:: Dataset records ::
☆ ☆ ☆

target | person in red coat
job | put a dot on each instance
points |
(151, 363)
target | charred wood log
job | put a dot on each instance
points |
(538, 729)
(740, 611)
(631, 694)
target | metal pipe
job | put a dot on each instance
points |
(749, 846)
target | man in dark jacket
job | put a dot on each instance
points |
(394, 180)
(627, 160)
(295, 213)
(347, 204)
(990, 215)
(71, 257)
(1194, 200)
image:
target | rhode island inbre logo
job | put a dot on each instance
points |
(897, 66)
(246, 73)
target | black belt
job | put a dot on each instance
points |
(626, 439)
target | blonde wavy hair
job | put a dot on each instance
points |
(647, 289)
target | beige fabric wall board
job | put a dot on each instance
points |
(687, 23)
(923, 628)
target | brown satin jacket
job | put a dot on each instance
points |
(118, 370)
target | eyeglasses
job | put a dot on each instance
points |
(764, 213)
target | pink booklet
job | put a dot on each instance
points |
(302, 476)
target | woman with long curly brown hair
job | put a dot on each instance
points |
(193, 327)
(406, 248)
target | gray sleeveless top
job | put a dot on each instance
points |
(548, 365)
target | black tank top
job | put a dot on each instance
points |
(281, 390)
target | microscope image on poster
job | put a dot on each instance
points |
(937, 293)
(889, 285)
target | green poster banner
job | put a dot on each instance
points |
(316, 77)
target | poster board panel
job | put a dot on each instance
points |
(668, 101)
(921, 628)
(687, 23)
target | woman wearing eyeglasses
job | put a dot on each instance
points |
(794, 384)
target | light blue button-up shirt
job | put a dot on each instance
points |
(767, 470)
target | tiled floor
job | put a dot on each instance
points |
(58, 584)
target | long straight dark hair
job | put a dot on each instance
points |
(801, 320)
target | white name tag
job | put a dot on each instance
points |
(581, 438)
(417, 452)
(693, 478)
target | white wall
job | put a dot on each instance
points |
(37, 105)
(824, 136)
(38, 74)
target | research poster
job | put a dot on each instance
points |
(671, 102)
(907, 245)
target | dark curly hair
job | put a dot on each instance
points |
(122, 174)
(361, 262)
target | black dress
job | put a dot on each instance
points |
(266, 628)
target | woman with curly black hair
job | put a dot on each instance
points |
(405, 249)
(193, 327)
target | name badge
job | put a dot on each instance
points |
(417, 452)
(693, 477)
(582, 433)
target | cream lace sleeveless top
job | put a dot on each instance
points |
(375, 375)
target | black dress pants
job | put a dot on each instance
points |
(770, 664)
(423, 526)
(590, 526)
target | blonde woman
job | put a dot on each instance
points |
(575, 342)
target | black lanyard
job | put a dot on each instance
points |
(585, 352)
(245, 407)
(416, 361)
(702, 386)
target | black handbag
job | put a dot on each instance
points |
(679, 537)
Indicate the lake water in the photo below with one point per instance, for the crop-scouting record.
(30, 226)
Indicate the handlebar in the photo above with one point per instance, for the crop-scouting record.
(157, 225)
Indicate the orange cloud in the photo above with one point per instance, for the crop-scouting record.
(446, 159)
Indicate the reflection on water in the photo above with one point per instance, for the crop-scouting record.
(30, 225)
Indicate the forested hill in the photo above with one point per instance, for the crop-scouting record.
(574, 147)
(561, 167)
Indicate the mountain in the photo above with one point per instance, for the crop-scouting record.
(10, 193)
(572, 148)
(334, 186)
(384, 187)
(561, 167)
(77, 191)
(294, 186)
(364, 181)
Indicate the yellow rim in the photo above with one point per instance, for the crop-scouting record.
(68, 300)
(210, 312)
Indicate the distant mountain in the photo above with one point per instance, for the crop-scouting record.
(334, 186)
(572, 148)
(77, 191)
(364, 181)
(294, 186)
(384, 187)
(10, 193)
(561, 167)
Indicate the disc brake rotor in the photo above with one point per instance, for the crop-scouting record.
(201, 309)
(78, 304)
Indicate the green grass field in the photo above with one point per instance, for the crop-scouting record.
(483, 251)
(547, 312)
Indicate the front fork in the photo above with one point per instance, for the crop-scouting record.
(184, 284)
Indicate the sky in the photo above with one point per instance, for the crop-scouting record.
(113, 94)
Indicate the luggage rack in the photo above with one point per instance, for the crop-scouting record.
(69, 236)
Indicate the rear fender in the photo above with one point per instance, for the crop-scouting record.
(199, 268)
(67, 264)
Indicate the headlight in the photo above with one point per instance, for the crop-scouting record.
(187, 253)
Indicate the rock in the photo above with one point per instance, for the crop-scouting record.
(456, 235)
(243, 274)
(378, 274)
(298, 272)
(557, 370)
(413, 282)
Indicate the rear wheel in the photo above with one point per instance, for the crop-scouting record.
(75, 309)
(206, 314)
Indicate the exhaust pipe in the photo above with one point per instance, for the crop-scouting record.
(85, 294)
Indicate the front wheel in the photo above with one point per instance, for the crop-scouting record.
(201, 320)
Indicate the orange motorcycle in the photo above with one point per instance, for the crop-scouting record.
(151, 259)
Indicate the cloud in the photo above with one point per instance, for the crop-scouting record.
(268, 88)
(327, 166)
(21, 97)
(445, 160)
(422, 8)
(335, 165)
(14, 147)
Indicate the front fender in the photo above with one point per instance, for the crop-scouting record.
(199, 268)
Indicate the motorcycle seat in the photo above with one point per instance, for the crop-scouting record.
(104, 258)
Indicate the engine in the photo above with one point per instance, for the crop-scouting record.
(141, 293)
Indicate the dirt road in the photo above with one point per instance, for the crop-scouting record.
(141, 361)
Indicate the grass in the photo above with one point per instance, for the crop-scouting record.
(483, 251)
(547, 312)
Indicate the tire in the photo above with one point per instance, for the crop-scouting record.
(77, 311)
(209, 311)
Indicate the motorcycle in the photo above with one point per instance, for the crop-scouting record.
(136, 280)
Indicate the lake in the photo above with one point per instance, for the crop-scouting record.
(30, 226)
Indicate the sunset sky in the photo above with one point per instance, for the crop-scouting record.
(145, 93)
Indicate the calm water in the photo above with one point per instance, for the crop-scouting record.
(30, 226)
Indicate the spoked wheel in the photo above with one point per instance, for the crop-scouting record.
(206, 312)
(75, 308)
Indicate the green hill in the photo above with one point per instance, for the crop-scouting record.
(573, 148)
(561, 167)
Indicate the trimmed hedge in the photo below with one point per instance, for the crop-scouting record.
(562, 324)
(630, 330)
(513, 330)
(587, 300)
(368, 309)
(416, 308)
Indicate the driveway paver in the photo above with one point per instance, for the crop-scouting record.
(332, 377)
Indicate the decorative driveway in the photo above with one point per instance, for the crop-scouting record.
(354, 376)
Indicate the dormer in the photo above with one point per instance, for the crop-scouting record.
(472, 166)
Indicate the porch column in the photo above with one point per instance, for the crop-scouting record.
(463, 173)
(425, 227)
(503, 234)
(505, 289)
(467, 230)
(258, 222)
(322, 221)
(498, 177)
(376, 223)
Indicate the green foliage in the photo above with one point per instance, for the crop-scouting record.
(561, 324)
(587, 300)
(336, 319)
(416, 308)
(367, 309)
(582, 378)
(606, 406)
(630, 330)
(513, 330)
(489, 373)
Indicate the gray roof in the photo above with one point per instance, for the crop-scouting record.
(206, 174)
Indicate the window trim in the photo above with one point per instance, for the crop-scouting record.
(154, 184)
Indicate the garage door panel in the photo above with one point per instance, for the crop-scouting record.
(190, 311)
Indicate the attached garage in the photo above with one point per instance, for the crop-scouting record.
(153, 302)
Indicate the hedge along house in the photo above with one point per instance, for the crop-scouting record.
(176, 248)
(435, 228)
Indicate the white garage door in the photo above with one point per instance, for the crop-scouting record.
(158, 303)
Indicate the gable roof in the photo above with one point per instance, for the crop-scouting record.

☆ ☆ ☆

:: TASK TO CARRY OUT ::
Exact duplication of all the data above is expected.

:: SOLUTION ::
target | person in red coat
job | put a dot on each instance
points |
(151, 363)
target | charred wood log
job | put a dot on each instance
points |
(538, 729)
(740, 611)
(631, 694)
target | metal pipe
job | put a dot on each instance
points |
(749, 846)
target | man in dark jacket
job | put a dot on each instance
points |
(394, 180)
(627, 160)
(295, 213)
(347, 204)
(990, 215)
(71, 257)
(1194, 200)
image:
target | rhode island inbre logo
job | put a dot on each instance
points |
(897, 66)
(246, 73)
target | black belt
job | put a dot on each instance
points |
(626, 439)
target | blonde wavy hair
job | put a dot on each instance
points |
(647, 289)
target | beige fabric wall board
job | put a dot on each instance
points |
(687, 23)
(923, 628)
target | brown satin jacket
job | put a dot on each instance
points |
(118, 370)
target | eyeglasses
job | put a dot on each instance
points |
(764, 213)
target | pink booklet
job | put a dot on each instance
points |
(302, 476)
target | woman with long curly brown hair
job | put a dot on each instance
points |
(193, 327)
(406, 248)
target | gray sleeveless top
job | put a dot on each instance
points |
(548, 365)
target | black tank top
job | put a dot on each instance
points |
(281, 390)
target | microscope image on poster
job | put a dot on each instance
points |
(937, 293)
(889, 285)
target | green poster banner
job | put a dot on each instance
points |
(316, 77)
target | poster board panel
job | put a dot on each instance
points |
(668, 101)
(921, 628)
(687, 23)
target | woman wearing eyeglasses
job | put a dot on each instance
points |
(794, 384)
target | light blue button-up shirt
job | put a dot on each instance
points |
(767, 470)
target | tiled floor
job | put a dot on each instance
points |
(58, 584)
target | long straight dark hair
job | put a dot on each instance
points |
(801, 320)
target | white name tag
job | put a dot on each instance
points |
(581, 438)
(417, 452)
(693, 478)
target | white wall
job | put a dot on each instance
points |
(37, 105)
(824, 136)
(38, 74)
target | research poster
job | put a dot on each instance
points |
(671, 102)
(907, 245)
target | dark curly hair
job | put a dot on each instance
points |
(122, 174)
(361, 262)
target | black dress
job | put a dot on each instance
points |
(266, 628)
target | woman with curly black hair
job | put a dot on each instance
points |
(405, 249)
(193, 327)
target | name badge
job | put a dot on each instance
points |
(417, 452)
(693, 477)
(582, 433)
target | cream lace sleeveless top
job | put a dot on each instance
points |
(375, 375)
target | black dress pants
job | put a dot on each instance
points |
(770, 664)
(423, 526)
(590, 526)
target | blonde woman
job | put a dot on each instance
points |
(575, 342)
target | black lanyard
job | put a dot on each instance
points |
(585, 352)
(245, 407)
(416, 361)
(702, 386)
target | black handbag
job | put a dot on each instance
points |
(679, 537)
Indicate the lake water in the photo below with one point per instance, for the crop-scouting record.
(30, 226)
Indicate the handlebar in the photo above with one point per instance, for the crop-scouting record.
(157, 225)
Indicate the orange cloud in the photo above with one point per instance, for the crop-scouting record.
(446, 159)
Indicate the reflection on water in the photo above with one point per instance, for the crop-scouting record.
(30, 225)
Indicate the forested hill in the photo above with one point per instance, for the crop-scouting record.
(574, 147)
(561, 167)
Indicate the mountain in the photo above with one point per instance, for the crop-scouting record.
(10, 193)
(572, 148)
(334, 186)
(384, 187)
(561, 167)
(77, 191)
(294, 186)
(364, 181)
Indicate the yellow rim in the photo above with one point per instance, for the crop-scouting record.
(68, 300)
(210, 312)
Indicate the distant mountain in the photo above with one point per instance, for the crop-scouting record.
(334, 186)
(572, 148)
(77, 191)
(364, 181)
(294, 186)
(384, 187)
(10, 193)
(561, 167)
Indicate the disc brake rotor in the photo above with one point per instance, for the crop-scouting record.
(201, 309)
(78, 304)
Indicate the green grass field in the photo above with one point per instance, for the crop-scouting record.
(483, 251)
(547, 312)
Indicate the front fork in the photo above with one point per instance, for the crop-scouting record.
(184, 284)
Indicate the sky in the photo above with one point per instance, for the crop-scouting record.
(113, 94)
Indicate the luggage rack in the photo above with one point per instance, for the crop-scouting record.
(69, 236)
Indicate the rear fender in the photo above with one point per instance, for the crop-scouting record.
(199, 268)
(67, 264)
Indicate the headlight in the photo above with one point per instance, for the crop-scouting record.
(187, 253)
Indicate the rock in the photo above with one point per instance, for the crop-scouting record.
(456, 235)
(243, 274)
(378, 274)
(298, 272)
(557, 370)
(413, 282)
Indicate the rear wheel in the photo above with one point per instance, for the crop-scouting record.
(75, 309)
(206, 314)
Indicate the exhaust pipe in the photo above with one point per instance, for the crop-scouting record.
(85, 294)
Indicate the front wheel in the photo above with one point per instance, for the crop-scouting record.
(201, 320)
Indicate the orange motorcycle in the photo above with one point per instance, for the crop-scouting record.
(151, 259)
Indicate the cloud in the photo above with one point per instance, for the crop-scouting record.
(268, 88)
(327, 166)
(21, 97)
(445, 160)
(422, 8)
(335, 165)
(14, 147)
Indicate the front fender in the photo above with one point per instance, for the crop-scouting record.
(199, 268)
Indicate the motorcycle seat in the photo above with one point per instance, for the crop-scouting record.
(104, 258)
Indicate the engine in the photo above with one point per instance, for the crop-scouting record.
(141, 293)
Indicate the dirt road in the photo above with one point per instance, for the crop-scouting record.
(141, 361)
Indicate the grass in the photo above with one point per instance, for the crop-scouting record.
(483, 251)
(547, 312)
Indicate the tire in the photo above with one point per instance, for the crop-scouting record.
(77, 311)
(209, 311)
Indicate the motorcycle in the photo above with one point per instance, for the crop-scouting record.
(136, 280)
Indicate the lake in the photo above with one point per instance, for the crop-scouting record.
(30, 226)
Indicate the sunset sky in the photo above with one point per instance, for the crop-scouting record.
(145, 93)
Indicate the calm water in the photo above with one point per instance, for the crop-scouting record.
(30, 226)
Indicate the spoked wheel in the photo above with one point per instance, for the crop-scouting record.
(206, 312)
(75, 308)
Indicate the green hill in the photo above with one point per instance, for the crop-scouting record.
(573, 148)
(561, 167)
Indicate the trimmed hedge in the photo below with one point per instance, for the crop-scouting record.
(562, 324)
(630, 330)
(513, 330)
(587, 300)
(368, 309)
(416, 308)
Indicate the driveway paver in the photo above with one point per instance, for the crop-scouting record.
(332, 377)
Indicate the decorative driveway in the photo above with one point per instance, for the crop-scouting record.
(354, 376)
Indicate the dormer in the photo above with one point per instance, for the crop-scouting record.
(472, 166)
Indicate the porch column in the photo above with one point per instance, for the crop-scouting record.
(463, 173)
(425, 227)
(503, 234)
(505, 289)
(467, 230)
(258, 222)
(322, 221)
(498, 177)
(376, 223)
Indicate the green foliage in the photo above with one point per instance, for the crop-scouting record.
(561, 324)
(587, 300)
(336, 319)
(416, 308)
(367, 309)
(582, 378)
(606, 406)
(630, 330)
(513, 330)
(489, 373)
Indicate the gray roof in the photo above with one point per instance, for the crop-scouting record.
(206, 174)
Indicate the window trim in the photo above with one point per instance, for the crop-scouting record.
(154, 184)
Indicate the garage door panel in the photo above with one point per instance, for the crop-scouting record.
(190, 311)
Indicate the attached garage in the photo above with one point per instance, for the crop-scouting record.
(153, 302)
Indicate the hedge along house in the photo above with one point per instance, for the crop-scouting record.
(176, 248)
(435, 228)
Indicate the white garage door in the photo above with one point per instance, for the crop-scouting record.
(158, 303)
Indicate the gable roof in the photo above with one point per instance, for the crop-scouting record.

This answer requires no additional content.